▶ _Activity_:
Every entry below should be printed exactly.

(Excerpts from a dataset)

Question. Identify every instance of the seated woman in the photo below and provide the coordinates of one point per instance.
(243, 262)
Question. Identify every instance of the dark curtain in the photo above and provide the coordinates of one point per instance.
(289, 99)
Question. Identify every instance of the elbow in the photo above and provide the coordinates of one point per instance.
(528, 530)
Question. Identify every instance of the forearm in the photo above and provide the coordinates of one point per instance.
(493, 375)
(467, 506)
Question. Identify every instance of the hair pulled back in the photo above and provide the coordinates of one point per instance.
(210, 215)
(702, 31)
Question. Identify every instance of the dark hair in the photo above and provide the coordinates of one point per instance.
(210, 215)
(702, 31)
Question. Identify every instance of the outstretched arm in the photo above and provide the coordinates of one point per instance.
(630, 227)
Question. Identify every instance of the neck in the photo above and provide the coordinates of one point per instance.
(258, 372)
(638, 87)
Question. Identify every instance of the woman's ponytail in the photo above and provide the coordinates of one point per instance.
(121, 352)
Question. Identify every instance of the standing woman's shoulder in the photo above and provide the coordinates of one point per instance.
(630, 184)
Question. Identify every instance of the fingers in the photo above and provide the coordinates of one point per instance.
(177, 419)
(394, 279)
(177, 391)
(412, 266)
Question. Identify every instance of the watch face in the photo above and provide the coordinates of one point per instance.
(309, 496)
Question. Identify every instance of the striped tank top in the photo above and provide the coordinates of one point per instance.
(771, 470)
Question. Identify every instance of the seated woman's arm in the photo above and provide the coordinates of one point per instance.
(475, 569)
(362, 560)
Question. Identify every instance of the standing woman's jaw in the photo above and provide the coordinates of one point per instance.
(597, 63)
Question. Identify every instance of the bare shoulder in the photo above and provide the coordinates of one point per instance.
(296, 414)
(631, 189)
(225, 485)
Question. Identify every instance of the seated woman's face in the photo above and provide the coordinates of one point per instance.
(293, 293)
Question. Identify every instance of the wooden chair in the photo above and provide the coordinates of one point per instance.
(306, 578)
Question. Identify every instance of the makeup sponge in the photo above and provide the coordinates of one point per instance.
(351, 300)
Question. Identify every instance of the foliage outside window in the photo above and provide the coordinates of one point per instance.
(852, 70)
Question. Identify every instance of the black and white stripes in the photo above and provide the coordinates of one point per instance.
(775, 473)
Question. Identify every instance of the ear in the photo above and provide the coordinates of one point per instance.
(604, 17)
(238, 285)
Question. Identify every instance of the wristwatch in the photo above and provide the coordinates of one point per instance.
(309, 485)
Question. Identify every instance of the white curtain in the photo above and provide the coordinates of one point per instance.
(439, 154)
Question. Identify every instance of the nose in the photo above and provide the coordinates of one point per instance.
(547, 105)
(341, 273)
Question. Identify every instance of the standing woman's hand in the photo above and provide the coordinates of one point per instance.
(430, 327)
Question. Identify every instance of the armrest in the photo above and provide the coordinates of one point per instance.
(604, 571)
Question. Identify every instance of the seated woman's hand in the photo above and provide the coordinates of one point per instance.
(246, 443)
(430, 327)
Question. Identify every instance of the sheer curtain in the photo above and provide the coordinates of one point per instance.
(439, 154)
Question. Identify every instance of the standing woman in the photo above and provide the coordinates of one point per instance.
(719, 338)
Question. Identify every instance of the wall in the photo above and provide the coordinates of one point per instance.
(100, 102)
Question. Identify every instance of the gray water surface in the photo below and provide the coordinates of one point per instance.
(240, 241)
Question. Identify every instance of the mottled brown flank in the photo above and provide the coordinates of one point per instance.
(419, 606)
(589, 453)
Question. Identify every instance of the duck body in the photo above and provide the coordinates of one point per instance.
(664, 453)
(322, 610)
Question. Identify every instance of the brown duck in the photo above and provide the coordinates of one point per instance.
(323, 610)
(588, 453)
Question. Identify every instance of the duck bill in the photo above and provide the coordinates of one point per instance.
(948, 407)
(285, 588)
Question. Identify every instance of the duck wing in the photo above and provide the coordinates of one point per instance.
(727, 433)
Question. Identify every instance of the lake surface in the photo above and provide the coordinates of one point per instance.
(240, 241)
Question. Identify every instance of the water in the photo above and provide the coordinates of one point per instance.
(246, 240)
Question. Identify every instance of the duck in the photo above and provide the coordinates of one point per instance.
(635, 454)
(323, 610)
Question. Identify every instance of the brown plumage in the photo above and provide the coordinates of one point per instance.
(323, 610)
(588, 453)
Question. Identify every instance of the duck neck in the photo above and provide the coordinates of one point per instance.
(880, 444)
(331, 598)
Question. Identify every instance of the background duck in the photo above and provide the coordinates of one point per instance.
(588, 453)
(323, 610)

▶ _Your response_:
Question. Identify every instance of the seated woman in the photo below and provide the coordinates of one point per instance.
(243, 262)
Question. Identify every instance of the dark curtain in the photo above and provide the coordinates of one point per instance.
(289, 99)
Question. Identify every instance of the elbow in the photo above and provide the coordinates of one point per instance.
(528, 530)
Question. Identify every instance of the forearm in the photo above and provide the coordinates of one point per instance.
(493, 375)
(467, 506)
Question. Identify every instance of the hair pulled back in the photo above and provide the coordinates of one point per instance.
(210, 215)
(702, 31)
Question. Identify every instance of the dark hair in the photo above and provide the coordinates of one point per instance.
(210, 215)
(702, 31)
Question. Identify every instance of the outstretched arm in the photo above and provide the coordinates of one point per instance.
(630, 227)
Question. Identify every instance of the neck in the photo above and provide the coordinates of one point per instance.
(258, 372)
(638, 87)
Question. Identify every instance of the woman's ponytail in the photo above and provide the coordinates of one point per instance.
(121, 352)
Question. Identify every instance of the standing woman's shoulder in the photo above and provide the coordinates of one point per instance.
(630, 184)
Question. Identify every instance of the fingers in the photo above and provide the coordinates of one point per instance.
(177, 419)
(394, 279)
(177, 391)
(412, 266)
Question. Identify every instance of the watch face in the photo above and provide the coordinates of one point per instance.
(309, 496)
Question. Identify every instance of the striped tank top in the photo above and provide the coordinates of one point per instance.
(771, 470)
Question. Identify every instance of the seated woman's arm in the photo above and provide the coordinates of one point per instance.
(475, 569)
(362, 560)
Question. Identify every instance of the standing woman's jaw in the photo above and provide the coordinates of one point per instance.
(597, 63)
Question. Identify every instance of the bare shoulder in the photo above and provide the coordinates of one point per instance.
(296, 414)
(631, 189)
(225, 485)
Question. Identify every instance of the seated woman's face in the photo above and provide the coordinates of one point per instance.
(293, 293)
Question. Identify every instance of the wooden chair in the photo above and provide the coordinates of one point per instance.
(306, 578)
Question. Identify every instance of the makeup sponge in the photo above and provide the coordinates of one point per instance.
(351, 300)
Question. Identify every instance of the foliage outside window in the photo above and provide the coordinates of one point per instance.
(852, 70)
Question. Identify every instance of the black and white stripes in the photo above and provide the coordinates of one point per instance.
(775, 473)
Question. Identify every instance of the ear in the photo above and provide the coordinates of one point per instance.
(604, 17)
(238, 285)
Question. Identify every instance of the wristwatch in the photo above and provide the coordinates of one point per instance.
(309, 485)
Question. Identify every instance of the white curtain in the photo above and provide the coordinates of one point per instance.
(439, 154)
Question. Identify every instance of the nose in the photo above and provide the coordinates of one point per instance.
(547, 105)
(341, 273)
Question. Identify every instance of the standing woman's hand in the photo above and provide the coordinates of one point per instance.
(430, 327)
Question. Identify every instance of the armrest in the photo above and provide the coordinates of one point per instance.
(604, 571)
Question. Identify every instance of the seated woman's hand in the photo above and provide the coordinates of one point per instance.
(246, 443)
(430, 327)
Question. Identify every instance of the sheer curtain in the photo above and provide the coordinates of one point per instance.
(439, 154)
Question. Identify every instance of the standing woman in the photo above and provide the coordinates of one point per instance.
(719, 338)
Question. Identify every instance of the wall in the photo above and provide the coordinates of one point per instance.
(100, 102)
Question. Identify every instance of the gray water surface in the photo below and provide the coordinates of one point per instance.
(240, 241)
Question. Identify every instance of the mottled brown flank in the photo above and provide the coordinates of one point per instance.
(419, 606)
(589, 453)
Question. Identify every instance of the duck body in the photo above and provide the coordinates of one point per instance.
(664, 453)
(322, 610)
Question. Identify every instance of the brown duck in the photo above and provide the coordinates of one point per instance.
(323, 610)
(588, 453)
Question. Identify every instance of the duck bill in the photo above and provide the coordinates of one point per instance.
(948, 407)
(285, 588)
Question. Identify every instance of the duck wing in the photo above and provide the coordinates of one point per instance.
(727, 433)
Question. Identify every instance of the lake surface in the photo above and provide the coordinates of one point per instance.
(240, 241)
Question. Identify every instance of the water in the photo above and provide the coordinates of one point per instance.
(246, 240)
Question. Identify every instance of the duck in the photo above and provide the coordinates of one point per instance.
(635, 454)
(323, 610)
Question. Identify every instance of the brown plumage in the photo above and provide the coordinates of one point per instance.
(323, 610)
(588, 453)
Question. Identify every instance of the duck neck in the photo above and provide the coordinates of one point per instance.
(880, 444)
(331, 598)
Question. Identify every instance of the background duck in the photo above and provide the coordinates of one point per instance.
(588, 453)
(323, 610)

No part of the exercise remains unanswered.